> **EXERCISE SET**:
a. In the seminar announcement, on what date did Prof. Therese Encrenaz give her online seminar?
b. Go on with the seminar announcement from where it stops.

> **TEXT EXCERPT**:

=-=-=

Watch: Jan.19 Prof. Therese Encrenaz: From solar system planets to exoplanets: what can we learn from infrared spectroscopy?

On 19 January 2022, Prof. Therese Encrenaz gave an online seminar on From solar system planets to exoplanets: what can we learn from infrared spectroscopy? The lecture was organized in the context of the ISSI-BJ "On Things to Come" series that addresses ongoing as well as future space missions by inviting renowned scientists from different countries, institutes, and space agencies.

=-=-=

> **MATERIAL SHOWN**:
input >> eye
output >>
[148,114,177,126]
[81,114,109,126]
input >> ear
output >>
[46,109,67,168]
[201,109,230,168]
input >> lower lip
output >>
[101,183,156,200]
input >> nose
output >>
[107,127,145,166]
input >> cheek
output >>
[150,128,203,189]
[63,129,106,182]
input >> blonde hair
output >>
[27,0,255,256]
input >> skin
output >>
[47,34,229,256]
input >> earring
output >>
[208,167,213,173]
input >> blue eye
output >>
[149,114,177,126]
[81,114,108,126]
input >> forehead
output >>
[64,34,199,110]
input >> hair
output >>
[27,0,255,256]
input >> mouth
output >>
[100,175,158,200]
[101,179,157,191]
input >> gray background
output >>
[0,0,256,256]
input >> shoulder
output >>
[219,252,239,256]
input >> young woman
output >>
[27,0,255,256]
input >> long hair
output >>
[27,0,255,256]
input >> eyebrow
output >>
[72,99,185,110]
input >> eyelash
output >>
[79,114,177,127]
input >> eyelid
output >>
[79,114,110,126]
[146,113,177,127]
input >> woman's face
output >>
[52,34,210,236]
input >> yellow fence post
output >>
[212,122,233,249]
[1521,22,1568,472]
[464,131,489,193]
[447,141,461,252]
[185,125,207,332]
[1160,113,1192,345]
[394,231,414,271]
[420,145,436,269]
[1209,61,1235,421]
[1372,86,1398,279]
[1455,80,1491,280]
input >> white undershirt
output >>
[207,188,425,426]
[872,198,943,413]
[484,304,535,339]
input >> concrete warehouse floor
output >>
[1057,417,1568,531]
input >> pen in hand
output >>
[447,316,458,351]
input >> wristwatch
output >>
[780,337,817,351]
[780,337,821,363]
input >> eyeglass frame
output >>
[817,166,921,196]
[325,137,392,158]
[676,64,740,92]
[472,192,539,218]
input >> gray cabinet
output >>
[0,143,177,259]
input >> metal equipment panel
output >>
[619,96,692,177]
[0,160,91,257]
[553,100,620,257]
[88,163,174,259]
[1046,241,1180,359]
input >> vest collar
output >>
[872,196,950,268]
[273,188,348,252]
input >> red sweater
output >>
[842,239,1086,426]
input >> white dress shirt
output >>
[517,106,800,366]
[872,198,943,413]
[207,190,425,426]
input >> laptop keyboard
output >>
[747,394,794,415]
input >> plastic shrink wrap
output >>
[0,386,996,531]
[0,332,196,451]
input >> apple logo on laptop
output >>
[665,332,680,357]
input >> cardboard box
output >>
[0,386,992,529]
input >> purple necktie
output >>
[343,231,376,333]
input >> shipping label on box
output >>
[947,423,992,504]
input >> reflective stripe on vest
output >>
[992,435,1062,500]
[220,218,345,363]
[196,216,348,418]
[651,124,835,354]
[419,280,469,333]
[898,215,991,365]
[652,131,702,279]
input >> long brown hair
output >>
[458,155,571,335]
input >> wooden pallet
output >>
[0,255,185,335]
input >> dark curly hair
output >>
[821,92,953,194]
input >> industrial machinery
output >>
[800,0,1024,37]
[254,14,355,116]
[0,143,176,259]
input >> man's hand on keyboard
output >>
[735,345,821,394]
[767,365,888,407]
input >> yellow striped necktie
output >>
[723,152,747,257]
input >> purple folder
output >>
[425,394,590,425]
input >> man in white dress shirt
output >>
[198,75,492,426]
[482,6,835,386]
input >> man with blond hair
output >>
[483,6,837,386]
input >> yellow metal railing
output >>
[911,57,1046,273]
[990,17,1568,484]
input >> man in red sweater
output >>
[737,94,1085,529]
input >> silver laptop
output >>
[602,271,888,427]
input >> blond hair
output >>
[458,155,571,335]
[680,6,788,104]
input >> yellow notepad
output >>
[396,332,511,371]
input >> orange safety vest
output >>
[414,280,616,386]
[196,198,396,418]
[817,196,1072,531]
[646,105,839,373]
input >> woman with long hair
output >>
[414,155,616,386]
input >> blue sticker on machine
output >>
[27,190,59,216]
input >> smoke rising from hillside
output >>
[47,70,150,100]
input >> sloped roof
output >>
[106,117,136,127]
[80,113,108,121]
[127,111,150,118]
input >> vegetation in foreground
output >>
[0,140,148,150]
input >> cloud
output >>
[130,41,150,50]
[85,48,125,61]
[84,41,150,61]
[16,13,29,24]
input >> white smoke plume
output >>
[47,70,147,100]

=-=-=

> **RESPONSES TO THE EXERCISE**:
a. 19 January 2022

b.
Watch it on Bilibili
 
 

Over the past twenty five years, over 4900 exoplanets have been discovered. Three main methods have been used. First, starting in 1995, the radial velocity method led to the unexpected detection of a new class of objects, the giant exoplanets very close to their host star (now called “hot Jupiter”). Thanks in particular to the Kepler space mission (2009-2013), the transit method led to the discovery  of a large number of exoplanets of intermediate masses (from super-Earths to Neptunes), relatively close to their host star. Finally the imaging method, initiated in 2006, has made great progress over the past ten years,  leading to the ground-based detection of a new class of young giant exoplanets, distant from their host star. In parallel, the development of transit spectroscopy has allowed us to probe the exoplanets’ atmospheres and  to detect many atoms and molecules  in several dozens of objects.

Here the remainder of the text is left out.